-- INSTRUCCIÓN DADA 1 --
Indica si cada afirmación coincide con el relato del sueño y respalda tu respuesta con las palabras exactas del relato: (a) en el sueño, el Rey Felipe VI renunciaba a la herencia; (b) la gente salía a aplaudir a los balcones a las nueve de la noche; (c) el señor de pelo canoso llevaba un jersey de rayas.
-- INSTRUCCIÓN DADA 2 --
Según el relato del sueño, ¿cuánto tiempo duraba el aplauso desde los balcones?
-- INSTRUCCIÓN DADA 3 --
Prosigue el relato del sueño a partir de su última frase.

-- TEXTO FUENTE --
• • •
Nunca había soñado nada parecido.
Fíjense si sería absurdo aquel sueño que el PP apoyaba a Pedro Sánchez y el Rey
Felipe VI renunciaba a la herencia, y le quitaba la paga a su padre, para
después pronunciar un discurso como quien se pone delante de un karaoke y le
apuntan, con subtítulos, una canción sin música ni ritmo. Todo muy absurdo y
propio de un mundo de locos. Algo así como si el país se hubiera convertido en una
especie de Gran Hermano gigante, en el que la gente vivía encerrada en sus
casas y todos los días, a las ocho de la tarde, se asomaba a los balcones para
aplaudir, durante cuatro minutos, posiblemente a sí mismos ya que no se veía a
nadie en las calles.
Yo había leído que soñar nos saca
de nuestra realidad y nos hace pasar por cosas que no sucederán jamás ni de
broma, pero aquel sueño era lo más surrealista que cualquiera pueda imaginarse.
Surrealista en principio y según se iba desarrollando el sueño porque cada poco
aparecía un señor de pelo canoso, vestido con un jersey de bolitas, y decía:
háganse a la idea de que todo puede ir a peor. Era como si avisara de que en vez de ir hacia
la luz caminábamos hacia la oscuridad de un túnel cuya longitud nadie conocía.
Un agujero negro que había cavado la naturaleza para vengarse del egoísmo y la
prepotencia de la especie humana.
• • •
-- LISTADO EXTRAÍDO --
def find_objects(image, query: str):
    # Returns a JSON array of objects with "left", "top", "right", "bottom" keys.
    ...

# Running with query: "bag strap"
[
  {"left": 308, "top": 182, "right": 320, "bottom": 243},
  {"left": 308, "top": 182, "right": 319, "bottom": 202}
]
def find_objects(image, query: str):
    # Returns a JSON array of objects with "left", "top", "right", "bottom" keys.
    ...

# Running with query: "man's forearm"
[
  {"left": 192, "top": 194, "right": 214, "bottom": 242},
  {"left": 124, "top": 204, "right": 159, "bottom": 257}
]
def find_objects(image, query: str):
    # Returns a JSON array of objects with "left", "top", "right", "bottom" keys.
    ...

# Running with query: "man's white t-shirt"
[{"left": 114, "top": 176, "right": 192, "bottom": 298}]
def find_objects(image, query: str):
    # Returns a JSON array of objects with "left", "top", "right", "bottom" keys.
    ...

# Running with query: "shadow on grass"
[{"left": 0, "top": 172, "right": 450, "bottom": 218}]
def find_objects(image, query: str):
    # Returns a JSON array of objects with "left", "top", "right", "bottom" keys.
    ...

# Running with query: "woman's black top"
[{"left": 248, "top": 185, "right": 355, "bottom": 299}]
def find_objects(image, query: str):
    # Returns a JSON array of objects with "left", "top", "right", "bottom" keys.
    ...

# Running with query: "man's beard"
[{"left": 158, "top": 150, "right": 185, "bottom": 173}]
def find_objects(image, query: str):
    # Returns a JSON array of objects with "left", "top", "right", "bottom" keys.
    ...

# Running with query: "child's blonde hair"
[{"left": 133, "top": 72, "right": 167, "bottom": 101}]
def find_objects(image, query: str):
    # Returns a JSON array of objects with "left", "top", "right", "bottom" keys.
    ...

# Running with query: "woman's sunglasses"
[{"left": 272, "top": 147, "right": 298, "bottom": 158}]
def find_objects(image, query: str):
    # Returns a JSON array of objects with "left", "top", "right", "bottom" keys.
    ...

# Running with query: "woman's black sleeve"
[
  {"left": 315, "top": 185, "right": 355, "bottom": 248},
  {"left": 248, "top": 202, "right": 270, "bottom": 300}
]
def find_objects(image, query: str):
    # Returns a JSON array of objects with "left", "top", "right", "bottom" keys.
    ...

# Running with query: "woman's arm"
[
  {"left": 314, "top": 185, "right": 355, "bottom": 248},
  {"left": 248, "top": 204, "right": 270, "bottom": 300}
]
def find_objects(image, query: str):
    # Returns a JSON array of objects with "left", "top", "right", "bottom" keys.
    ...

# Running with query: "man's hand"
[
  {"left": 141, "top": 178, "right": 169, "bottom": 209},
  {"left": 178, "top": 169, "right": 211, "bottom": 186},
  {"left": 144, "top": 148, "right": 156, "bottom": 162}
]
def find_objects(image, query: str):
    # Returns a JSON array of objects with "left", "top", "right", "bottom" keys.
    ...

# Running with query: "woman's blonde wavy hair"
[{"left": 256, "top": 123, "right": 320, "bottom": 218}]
• • •
-- RESULTADO 1 --
(a) Sí: "el Rey Felipe VI renunciaba a la herencia".
(b) No: "a las ocho de la tarde, se asomaba a los balcones para aplaudir".
(c) No: "vestido con un jersey de bolitas".

-- RESULTADO 2 --
Cuatro minutos.

-- RESULTADO 3 --
El caso que como suele suceder en
los sueños, el sueño dio un giro y todo cambió en un momento. La gente salió a
la calle y empezó a respirar, con sorpresa, un aire nuevo y muy fresco que
invitaba a desentumecerse y comprobar si todo estaba en su sitio. Si que
estaba. La lista de muertos era interminable, pero no había ruinas. Las calles,
los bares, los comercios… todo estaba igual que antes. De modo que la sensación
era de alivio y al mismo tiempo de rabia. Se tenía la certeza de que alguien aprovecharía
aquello para acabar con el escaso bienestar que había y que los más humildes
volvieran a la situación de pobreza de cien años atrás. Y, entonces, empezaron las
protestas. La gente protestaba indignada, pero la respuesta siempre era la
misma. Da igual que protesten, no tienen derecho a nada. Deberían estar agradecidos
por haber salvado la vida.
Fue un sueño absurdo, pero tenía
necesidad de contarlo.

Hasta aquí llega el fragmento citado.